What is being asked: Write out exactly, with no other output, the lines below from the one that contains "Target: blurred green foliage" through the end.

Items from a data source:

┄┄┄┄┄┄┄┄┄┄

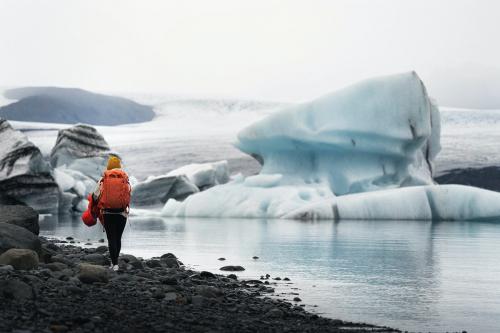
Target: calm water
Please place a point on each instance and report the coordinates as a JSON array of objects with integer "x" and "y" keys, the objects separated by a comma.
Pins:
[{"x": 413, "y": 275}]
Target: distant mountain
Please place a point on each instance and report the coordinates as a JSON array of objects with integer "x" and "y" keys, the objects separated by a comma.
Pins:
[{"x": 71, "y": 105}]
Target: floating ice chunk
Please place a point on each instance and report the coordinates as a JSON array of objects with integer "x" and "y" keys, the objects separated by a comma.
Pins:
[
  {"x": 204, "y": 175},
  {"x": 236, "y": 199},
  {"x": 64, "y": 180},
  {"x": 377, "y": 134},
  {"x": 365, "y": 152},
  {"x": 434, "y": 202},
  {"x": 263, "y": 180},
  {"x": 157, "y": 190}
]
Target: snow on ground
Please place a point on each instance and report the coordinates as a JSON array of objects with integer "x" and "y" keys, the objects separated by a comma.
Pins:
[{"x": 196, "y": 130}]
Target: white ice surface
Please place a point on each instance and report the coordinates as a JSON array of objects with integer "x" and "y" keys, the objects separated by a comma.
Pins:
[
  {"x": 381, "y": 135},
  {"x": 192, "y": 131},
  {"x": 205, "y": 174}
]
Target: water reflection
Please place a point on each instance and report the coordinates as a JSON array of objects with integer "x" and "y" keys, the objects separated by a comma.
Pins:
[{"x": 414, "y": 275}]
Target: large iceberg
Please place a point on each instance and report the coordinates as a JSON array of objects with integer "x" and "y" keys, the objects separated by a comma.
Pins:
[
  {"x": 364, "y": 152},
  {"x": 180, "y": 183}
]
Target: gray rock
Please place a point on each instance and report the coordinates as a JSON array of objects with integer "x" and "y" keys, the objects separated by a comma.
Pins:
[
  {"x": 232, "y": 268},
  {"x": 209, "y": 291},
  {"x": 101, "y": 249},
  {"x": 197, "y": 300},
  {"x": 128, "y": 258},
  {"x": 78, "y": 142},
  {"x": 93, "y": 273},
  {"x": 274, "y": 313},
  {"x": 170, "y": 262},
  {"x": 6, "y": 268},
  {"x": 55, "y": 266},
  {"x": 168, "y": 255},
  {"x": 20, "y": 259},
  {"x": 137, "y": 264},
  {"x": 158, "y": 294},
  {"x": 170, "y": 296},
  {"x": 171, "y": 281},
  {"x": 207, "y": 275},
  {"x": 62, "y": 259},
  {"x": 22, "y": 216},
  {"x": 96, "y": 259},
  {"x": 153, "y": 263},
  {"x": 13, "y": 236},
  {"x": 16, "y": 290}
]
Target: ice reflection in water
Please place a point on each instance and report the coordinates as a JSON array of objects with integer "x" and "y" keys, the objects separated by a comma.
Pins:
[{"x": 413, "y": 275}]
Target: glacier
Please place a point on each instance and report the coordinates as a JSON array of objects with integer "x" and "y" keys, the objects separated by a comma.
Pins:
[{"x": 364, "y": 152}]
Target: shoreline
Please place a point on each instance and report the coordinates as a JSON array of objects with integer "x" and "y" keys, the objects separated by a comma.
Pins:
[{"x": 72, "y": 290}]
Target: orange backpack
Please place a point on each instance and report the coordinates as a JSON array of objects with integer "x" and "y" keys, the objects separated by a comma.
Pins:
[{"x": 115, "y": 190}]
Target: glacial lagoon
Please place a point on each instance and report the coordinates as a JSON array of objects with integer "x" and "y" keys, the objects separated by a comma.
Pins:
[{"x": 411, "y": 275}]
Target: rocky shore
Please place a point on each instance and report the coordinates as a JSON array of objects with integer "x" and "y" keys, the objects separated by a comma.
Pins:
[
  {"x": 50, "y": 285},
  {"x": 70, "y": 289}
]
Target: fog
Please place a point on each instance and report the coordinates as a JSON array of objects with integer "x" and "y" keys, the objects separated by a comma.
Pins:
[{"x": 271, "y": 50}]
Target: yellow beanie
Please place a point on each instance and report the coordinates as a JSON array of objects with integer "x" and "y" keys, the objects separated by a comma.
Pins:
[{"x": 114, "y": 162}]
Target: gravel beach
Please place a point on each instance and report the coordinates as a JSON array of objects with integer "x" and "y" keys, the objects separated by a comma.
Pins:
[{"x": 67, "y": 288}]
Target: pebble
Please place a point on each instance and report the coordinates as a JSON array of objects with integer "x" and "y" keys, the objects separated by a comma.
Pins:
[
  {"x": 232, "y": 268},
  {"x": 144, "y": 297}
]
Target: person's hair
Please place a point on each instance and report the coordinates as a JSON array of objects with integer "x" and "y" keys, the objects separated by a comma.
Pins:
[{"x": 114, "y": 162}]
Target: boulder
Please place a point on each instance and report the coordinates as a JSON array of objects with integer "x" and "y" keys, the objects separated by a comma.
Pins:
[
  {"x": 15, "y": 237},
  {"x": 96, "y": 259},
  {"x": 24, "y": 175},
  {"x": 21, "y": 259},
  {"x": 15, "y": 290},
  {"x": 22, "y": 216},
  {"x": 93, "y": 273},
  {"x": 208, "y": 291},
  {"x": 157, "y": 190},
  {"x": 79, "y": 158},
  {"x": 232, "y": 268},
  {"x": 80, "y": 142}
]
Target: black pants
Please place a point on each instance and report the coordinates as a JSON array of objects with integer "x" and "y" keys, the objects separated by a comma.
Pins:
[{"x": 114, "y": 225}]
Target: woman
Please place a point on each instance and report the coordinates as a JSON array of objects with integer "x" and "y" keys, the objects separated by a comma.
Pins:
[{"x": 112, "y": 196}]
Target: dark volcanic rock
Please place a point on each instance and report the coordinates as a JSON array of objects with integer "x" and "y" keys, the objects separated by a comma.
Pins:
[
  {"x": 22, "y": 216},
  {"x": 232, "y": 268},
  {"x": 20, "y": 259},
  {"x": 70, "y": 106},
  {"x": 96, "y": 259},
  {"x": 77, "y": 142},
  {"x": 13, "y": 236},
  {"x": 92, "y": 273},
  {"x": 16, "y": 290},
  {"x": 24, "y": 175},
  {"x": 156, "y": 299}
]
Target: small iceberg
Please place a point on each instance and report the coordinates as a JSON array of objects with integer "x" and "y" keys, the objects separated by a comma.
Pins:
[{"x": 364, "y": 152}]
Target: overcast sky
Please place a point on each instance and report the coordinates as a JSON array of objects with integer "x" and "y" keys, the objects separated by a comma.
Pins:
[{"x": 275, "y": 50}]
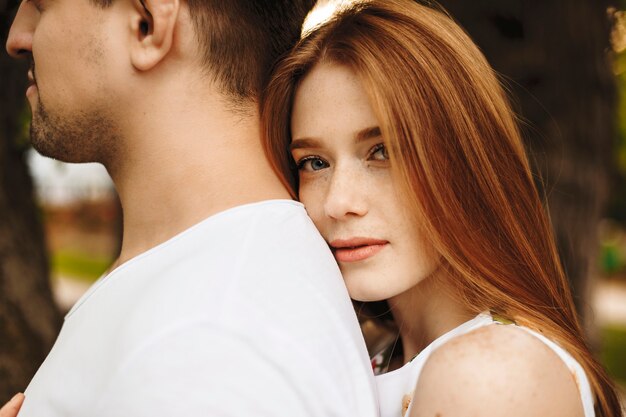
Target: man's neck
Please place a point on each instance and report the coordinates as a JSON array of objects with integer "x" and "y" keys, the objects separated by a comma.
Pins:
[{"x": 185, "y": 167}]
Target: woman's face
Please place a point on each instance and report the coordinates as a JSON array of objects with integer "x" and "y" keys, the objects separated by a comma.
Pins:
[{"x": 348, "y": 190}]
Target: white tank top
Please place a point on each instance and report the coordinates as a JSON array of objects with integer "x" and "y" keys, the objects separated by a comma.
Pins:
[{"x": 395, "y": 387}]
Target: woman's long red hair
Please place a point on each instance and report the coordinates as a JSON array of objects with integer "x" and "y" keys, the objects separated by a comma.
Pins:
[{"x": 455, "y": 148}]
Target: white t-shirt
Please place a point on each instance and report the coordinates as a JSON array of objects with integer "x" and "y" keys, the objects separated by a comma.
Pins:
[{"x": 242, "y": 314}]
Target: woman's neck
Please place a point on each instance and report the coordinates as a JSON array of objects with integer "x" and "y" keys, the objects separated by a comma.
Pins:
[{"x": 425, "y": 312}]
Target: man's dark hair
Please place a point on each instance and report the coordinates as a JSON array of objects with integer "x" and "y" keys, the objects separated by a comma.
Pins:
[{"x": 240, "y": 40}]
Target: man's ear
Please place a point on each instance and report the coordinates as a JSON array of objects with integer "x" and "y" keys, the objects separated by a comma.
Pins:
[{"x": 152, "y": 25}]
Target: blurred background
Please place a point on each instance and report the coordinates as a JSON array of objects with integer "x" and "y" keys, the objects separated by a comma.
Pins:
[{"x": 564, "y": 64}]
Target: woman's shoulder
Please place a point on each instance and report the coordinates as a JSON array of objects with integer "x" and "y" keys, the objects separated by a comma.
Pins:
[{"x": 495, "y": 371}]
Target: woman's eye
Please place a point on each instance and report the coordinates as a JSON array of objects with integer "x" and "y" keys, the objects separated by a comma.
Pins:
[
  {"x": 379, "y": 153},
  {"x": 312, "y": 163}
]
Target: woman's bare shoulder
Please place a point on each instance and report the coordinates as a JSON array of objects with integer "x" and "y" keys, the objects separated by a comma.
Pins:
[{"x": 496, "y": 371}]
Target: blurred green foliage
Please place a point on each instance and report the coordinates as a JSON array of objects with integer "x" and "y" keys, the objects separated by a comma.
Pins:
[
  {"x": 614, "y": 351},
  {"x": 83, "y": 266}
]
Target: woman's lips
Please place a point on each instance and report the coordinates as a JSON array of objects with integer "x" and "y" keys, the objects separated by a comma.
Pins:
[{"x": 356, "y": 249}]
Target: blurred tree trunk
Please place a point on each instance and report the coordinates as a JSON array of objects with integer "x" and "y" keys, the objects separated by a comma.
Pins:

┄┄┄┄┄┄┄┄┄┄

Written answer:
Target: blurred green foliage
Please place a point on each instance and report the coordinates as a JSON array of objects with integer "x" and "y" keys, the objects separated by a comma.
Pins:
[
  {"x": 614, "y": 351},
  {"x": 83, "y": 266}
]
Target: woman's lips
Please place a point on each instance and report the coordinates as a JSON array of objects with integer "x" and "y" keys, the objects separated by a comma.
Pins:
[{"x": 356, "y": 249}]
Target: blurred tree trunk
Please place a point on each instance and report the coordinates as a JSON array of objects with integer "x" and "y" keys, the objects separated by a comma.
Pins:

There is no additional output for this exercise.